• _EXERCISE_:
Find every line in the entries below that contains the word "water" and copy each one in full. Case counts.
* begin *
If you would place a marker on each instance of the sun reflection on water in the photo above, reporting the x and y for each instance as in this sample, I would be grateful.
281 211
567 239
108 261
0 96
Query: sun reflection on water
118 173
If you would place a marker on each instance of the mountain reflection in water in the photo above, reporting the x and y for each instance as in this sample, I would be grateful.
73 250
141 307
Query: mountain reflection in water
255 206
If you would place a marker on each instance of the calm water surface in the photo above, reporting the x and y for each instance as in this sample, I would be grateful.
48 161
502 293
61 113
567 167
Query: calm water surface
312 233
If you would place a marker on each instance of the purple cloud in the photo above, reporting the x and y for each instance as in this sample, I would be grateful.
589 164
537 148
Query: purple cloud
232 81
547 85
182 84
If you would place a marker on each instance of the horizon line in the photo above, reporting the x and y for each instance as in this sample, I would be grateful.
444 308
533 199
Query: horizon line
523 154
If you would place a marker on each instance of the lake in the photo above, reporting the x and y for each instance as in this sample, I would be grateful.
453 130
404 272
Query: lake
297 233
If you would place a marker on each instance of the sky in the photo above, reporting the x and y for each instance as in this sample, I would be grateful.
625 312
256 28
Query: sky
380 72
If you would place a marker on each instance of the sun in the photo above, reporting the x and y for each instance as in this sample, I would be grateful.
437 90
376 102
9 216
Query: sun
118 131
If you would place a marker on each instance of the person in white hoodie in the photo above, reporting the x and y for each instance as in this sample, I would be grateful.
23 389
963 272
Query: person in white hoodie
* end *
* begin *
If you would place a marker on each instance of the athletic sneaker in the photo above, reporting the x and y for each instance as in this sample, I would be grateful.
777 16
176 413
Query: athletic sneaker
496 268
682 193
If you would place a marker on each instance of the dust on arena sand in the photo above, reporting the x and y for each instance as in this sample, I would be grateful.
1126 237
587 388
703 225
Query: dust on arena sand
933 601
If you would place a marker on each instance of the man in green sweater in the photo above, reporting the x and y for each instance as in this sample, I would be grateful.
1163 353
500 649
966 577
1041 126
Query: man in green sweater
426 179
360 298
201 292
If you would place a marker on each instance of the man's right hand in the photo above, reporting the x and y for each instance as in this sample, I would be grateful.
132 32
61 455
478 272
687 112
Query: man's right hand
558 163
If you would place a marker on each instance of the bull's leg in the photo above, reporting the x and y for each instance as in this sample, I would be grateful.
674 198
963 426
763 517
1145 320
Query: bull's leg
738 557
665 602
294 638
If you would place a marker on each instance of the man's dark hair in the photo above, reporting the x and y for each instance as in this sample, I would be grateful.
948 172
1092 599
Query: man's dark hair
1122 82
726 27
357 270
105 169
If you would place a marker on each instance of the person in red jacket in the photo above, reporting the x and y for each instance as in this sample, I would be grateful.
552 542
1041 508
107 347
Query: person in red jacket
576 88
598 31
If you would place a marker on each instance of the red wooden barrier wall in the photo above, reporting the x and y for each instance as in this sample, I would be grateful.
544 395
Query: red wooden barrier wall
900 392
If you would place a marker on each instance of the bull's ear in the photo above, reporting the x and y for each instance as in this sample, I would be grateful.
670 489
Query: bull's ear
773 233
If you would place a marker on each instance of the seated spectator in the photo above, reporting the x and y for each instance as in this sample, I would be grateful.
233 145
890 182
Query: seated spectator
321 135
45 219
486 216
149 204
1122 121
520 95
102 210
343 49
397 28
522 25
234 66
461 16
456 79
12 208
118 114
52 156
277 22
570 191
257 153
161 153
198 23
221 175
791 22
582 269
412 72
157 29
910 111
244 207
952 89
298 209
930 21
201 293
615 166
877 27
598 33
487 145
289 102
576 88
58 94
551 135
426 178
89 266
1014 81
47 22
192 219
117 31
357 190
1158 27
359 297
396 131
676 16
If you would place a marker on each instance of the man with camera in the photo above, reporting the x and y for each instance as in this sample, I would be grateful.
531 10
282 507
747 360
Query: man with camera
* end *
• _WRITTEN RESPONSE_:
If you would place a marker on each instance of the sun reflection on water in the photo above, reporting the x and y for each instance as in this sample, I would be grateful.
Query: sun reflection on water
If you would place a marker on each instance of the mountain reflection in water in the photo above, reporting the x and y for each instance as in this sample, I would be grateful.
Query: mountain reflection in water
If you would place a marker on each instance of the calm water surface in the photo above, reporting the x and y for each instance as in this sample, I would be grateful.
Query: calm water surface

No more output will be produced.